Point localization data:
'''

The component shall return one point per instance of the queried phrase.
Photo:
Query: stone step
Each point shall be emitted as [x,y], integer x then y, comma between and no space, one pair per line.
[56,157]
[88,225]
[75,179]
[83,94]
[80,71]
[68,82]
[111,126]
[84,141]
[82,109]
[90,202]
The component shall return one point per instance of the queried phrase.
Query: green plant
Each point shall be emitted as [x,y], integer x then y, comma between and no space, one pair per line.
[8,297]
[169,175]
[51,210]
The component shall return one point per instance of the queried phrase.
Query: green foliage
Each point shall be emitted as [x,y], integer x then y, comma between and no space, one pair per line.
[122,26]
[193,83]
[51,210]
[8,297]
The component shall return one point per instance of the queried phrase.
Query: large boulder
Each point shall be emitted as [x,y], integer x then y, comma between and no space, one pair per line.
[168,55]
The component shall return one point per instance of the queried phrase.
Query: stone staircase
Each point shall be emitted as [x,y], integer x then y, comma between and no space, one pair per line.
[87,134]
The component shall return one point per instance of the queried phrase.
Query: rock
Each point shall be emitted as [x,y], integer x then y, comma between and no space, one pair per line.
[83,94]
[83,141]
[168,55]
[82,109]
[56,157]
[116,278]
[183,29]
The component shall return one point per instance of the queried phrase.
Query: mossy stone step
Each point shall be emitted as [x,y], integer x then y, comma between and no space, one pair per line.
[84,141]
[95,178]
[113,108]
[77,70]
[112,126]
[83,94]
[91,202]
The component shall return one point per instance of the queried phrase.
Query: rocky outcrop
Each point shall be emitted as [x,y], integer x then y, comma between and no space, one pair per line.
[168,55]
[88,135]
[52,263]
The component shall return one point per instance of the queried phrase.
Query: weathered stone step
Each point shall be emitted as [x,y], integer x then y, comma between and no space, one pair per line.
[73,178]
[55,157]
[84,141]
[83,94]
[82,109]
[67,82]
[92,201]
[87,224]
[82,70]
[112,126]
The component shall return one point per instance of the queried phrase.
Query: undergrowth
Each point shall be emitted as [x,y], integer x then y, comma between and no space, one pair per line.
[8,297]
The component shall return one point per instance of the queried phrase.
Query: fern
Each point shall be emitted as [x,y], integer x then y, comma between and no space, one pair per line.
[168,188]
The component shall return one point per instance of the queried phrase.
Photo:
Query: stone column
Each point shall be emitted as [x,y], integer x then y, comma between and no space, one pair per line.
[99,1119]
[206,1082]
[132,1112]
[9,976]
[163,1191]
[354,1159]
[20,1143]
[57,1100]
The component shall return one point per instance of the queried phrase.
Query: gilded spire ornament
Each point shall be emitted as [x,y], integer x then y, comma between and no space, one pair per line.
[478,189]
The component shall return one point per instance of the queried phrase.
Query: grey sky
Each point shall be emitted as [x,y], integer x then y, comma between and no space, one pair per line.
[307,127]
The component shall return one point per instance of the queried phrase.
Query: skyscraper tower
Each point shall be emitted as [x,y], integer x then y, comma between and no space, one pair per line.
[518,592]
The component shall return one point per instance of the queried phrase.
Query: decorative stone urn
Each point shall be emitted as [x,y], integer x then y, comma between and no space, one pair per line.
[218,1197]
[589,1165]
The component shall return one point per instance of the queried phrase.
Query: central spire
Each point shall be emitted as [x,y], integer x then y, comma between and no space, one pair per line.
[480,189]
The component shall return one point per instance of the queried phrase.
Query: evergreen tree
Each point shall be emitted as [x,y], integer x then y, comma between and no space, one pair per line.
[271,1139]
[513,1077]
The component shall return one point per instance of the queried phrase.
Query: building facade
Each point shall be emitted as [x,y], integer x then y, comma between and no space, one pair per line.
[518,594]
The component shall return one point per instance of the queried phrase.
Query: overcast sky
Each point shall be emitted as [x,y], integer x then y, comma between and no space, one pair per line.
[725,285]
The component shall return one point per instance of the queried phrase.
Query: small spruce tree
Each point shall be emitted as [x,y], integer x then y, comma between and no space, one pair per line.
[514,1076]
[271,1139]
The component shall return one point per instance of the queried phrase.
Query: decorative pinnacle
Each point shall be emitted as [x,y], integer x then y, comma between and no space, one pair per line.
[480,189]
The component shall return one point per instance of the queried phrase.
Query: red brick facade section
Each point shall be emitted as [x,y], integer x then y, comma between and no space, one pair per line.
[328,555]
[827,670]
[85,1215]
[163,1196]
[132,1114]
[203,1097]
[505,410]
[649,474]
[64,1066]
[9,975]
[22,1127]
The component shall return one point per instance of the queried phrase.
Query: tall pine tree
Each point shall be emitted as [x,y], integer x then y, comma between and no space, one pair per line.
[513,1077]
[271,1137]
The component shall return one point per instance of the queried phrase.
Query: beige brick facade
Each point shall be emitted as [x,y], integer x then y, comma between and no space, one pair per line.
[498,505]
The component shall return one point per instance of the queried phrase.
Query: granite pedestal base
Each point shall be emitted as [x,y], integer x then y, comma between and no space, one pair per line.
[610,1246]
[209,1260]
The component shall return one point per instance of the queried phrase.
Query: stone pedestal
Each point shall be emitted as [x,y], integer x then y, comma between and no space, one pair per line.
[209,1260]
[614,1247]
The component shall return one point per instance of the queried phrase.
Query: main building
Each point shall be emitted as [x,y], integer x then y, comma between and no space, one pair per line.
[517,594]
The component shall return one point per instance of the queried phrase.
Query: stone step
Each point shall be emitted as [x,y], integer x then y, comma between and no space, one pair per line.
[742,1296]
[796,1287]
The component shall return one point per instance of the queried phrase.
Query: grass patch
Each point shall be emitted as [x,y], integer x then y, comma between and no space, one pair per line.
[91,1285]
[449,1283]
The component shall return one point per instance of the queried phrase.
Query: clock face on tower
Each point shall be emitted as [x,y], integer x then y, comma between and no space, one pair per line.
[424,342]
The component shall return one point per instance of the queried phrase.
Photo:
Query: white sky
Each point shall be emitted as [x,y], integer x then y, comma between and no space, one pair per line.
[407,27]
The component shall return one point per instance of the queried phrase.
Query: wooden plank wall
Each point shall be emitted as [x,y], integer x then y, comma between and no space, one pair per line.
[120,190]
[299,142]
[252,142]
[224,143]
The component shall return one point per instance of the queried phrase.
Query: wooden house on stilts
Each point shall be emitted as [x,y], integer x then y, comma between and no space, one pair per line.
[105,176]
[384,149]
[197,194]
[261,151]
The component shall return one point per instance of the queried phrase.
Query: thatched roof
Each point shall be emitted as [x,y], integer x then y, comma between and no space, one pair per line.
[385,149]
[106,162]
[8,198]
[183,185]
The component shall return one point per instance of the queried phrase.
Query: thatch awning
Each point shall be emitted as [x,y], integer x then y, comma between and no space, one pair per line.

'''

PROBLEM REQUIREMENTS:
Give the records above again in full, keeping every character unchanged.

TASK RESULT:
The component shall return one point per instance of the queried phrase.
Photo:
Query: stone step
Each point shall be emitted as [x,y], integer x then y, comma between and no space, one pair per line.
[56,157]
[88,225]
[75,179]
[83,94]
[80,71]
[68,82]
[111,126]
[84,141]
[82,109]
[90,202]
The component shall return one point per instance of the queried phrase.
Query: green plant
Each point shall be emitted as [x,y], integer x then y, comma between and no space, one pair per line.
[8,297]
[169,175]
[51,210]
The component shall return one point per instance of the queried phrase.
Query: green foliage
Each point shall be emitted as [x,y], integer x then y, comma between and no space, one pair per line.
[122,26]
[193,83]
[51,210]
[8,297]
The component shall return one point per instance of the queried phrase.
Query: large boulder
Each point shall be emitted as [x,y], integer x then y, comma between and no space, one pair per line.
[168,55]
The component shall return one point per instance of the queried phrase.
Query: stone staircase
Each point shall be emitted as [x,y], integer x then y, comma between and no space, one pair per line.
[87,134]
The component shall return one point per instance of the queried phrase.
Query: rock
Each point shall be emitted as [x,y], integer x then y, comma between and no space, one pair per line.
[83,94]
[83,141]
[168,55]
[82,109]
[56,157]
[116,278]
[183,29]
The component shall return one point per instance of the queried phrase.
Query: mossy stone step
Each point shall be emitted as [x,y], integer x then y, comma between and no space, one pair per line.
[84,141]
[95,178]
[113,108]
[77,70]
[112,126]
[83,94]
[91,202]
The component shall return one point per instance of the queried phrase.
Query: rocky outcrop
Each point shall be emitted as [x,y], integer x then y, comma between and no space, one pair per line.
[168,55]
[88,135]
[52,263]
The component shall return one point per instance of the queried phrase.
Query: weathered stone step
Each point shall be emitted as [x,y], integer x then y, comma between and no space, one pair per line.
[73,178]
[55,157]
[84,141]
[83,94]
[82,109]
[67,82]
[92,201]
[87,224]
[82,70]
[112,126]
The component shall return one point per instance of the queried phrase.
Query: undergrowth
Each point shall be emitted as [x,y], integer x then y, comma between and no space, one pair per line.
[8,297]
The component shall return one point per instance of the queried phrase.
Query: fern
Each point shall be emitted as [x,y], integer x then y, comma between and no space, one pair per line.
[168,188]
The component shall return one point per instance of the queried phrase.
Photo:
Query: stone column
Each point shall be emitted as [x,y], integer x then y, comma between and no space, one pair per line.
[99,1119]
[206,1082]
[132,1112]
[9,976]
[163,1191]
[354,1159]
[20,1143]
[57,1100]
The component shall return one point per instance of the queried phrase.
Query: gilded spire ornament
Each point shall be emitted as [x,y], integer x then y, comma between and no space, one pair per line.
[478,189]
The component shall return one point per instance of the queried phrase.
Query: grey sky
Each point shall be emitted as [x,y], integer x then y, comma between and no space, one pair per line.
[307,127]
The component shall return one point per instance of the queried phrase.
Query: skyscraper tower
Each point shall be emitted as [x,y], integer x then y, comma between and no space, one pair per line.
[518,592]
The component shall return one point per instance of the queried phrase.
Query: decorative stone urn
Each point shall be emitted as [x,y], integer x then y, comma between and no space, one pair per line.
[218,1197]
[589,1165]
The component shall return one point per instance of the queried phrase.
Query: central spire
Each point shall be emitted as [x,y], integer x then y, comma between and no space, one pair per line.
[480,189]
The component shall return one point per instance of the queried phrase.
Query: evergreen tree
Each point shall be emitted as [x,y], integer x then y, comma between and no space, one pair per line.
[271,1139]
[513,1077]
The component shall return one point per instance of the queried phrase.
Query: building facade
Each point shall be emitted as [x,y], integer x then y, comma between and no space, one pair per line.
[518,594]
The component shall return one point per instance of the queried phrase.
Query: overcast sky
Each point shall be emitted as [x,y], integer x then y, comma between and no space, one pair per line.
[725,285]
The component shall return one point per instance of the queried phrase.
Query: small spruce tree
Each point shall be emitted as [x,y], integer x then y, comma between and no space, one pair per line.
[514,1076]
[271,1139]
The component shall return one point per instance of the queried phrase.
Query: decorative pinnacle
Each point shall be emitted as [x,y], integer x then y, comma between and no space, one pair per line.
[480,189]
The component shall return one point per instance of the queried phrase.
Query: red brick facade section
Each point shall be emitted as [x,y], integer x then y, comma between and no space, one pair per line.
[328,555]
[827,670]
[85,1215]
[163,1196]
[132,1114]
[203,1097]
[505,410]
[649,474]
[64,1066]
[9,975]
[22,1127]
The component shall return one point per instance of the queried phrase.
Query: tall pine tree
Each point shall be emitted as [x,y], integer x then y, comma between and no space, one pair per line.
[513,1077]
[271,1137]
The component shall return one point per instance of the queried phrase.
Query: beige brick facade
Each point shall be emitted as [x,y], integer x then y, comma between and no space, one pair per line.
[498,505]
The component shall return one point per instance of the queried phrase.
Query: granite pedestal base
Each point shall be emitted as [x,y], integer x then y, comma between and no space, one pair per line.
[610,1246]
[209,1260]
The component shall return one point per instance of the queried phrase.
Query: stone pedestal
Each point shall be emitted as [x,y], integer x then y, comma between and no space, one pair per line.
[209,1260]
[614,1247]
The component shall return one point per instance of the queried phrase.
Query: main building
Each point shall be emitted as [x,y], integer x then y, comma between and no space, one pair per line.
[517,594]
The component shall return one point per instance of the queried phrase.
Query: stone step
Each point shall be emitted as [x,y], integer x then y, comma between and no space, one pair per line.
[742,1296]
[796,1287]
The component shall return one point per instance of the queried phrase.
Query: grass patch
Each point shall be emitted as [x,y], integer x then y, comma between and no space, one pair per line.
[91,1285]
[449,1283]
The component shall return one point per instance of the queried phrase.
Query: clock face on tower
Each point shall be emitted as [x,y], integer x then y, comma between and no space, one pair per line.
[424,342]
The component shall return one point per instance of the queried phrase.
Photo:
Query: white sky
Each point shall be emitted as [x,y], integer x then y, comma between and no space, one pair per line.
[407,27]
The component shall return one point per instance of the queried phrase.
Query: wooden plank wall
Each point shall be emitted as [x,y], integer x then y, comma between and no space, one pair per line.
[120,190]
[299,142]
[252,142]
[224,143]
The component shall return one point per instance of the queried phrase.
Query: wooden house on stilts
Each point shall be emitted as [x,y], integer x then y, comma between and no space, one pair per line.
[105,176]
[384,149]
[197,194]
[261,151]
The component shall return one point per instance of the queried phrase.
Query: thatched roof
Each point shall be emitted as [x,y], integer x then y, comma between and no space, one pair per line.
[385,149]
[106,162]
[8,198]
[183,185]
The component shall return one point per instance of the queried phrase.
Query: thatch awning
Each point shall be emitted as [x,y], integer x then y, comma between and no space, one pair per line.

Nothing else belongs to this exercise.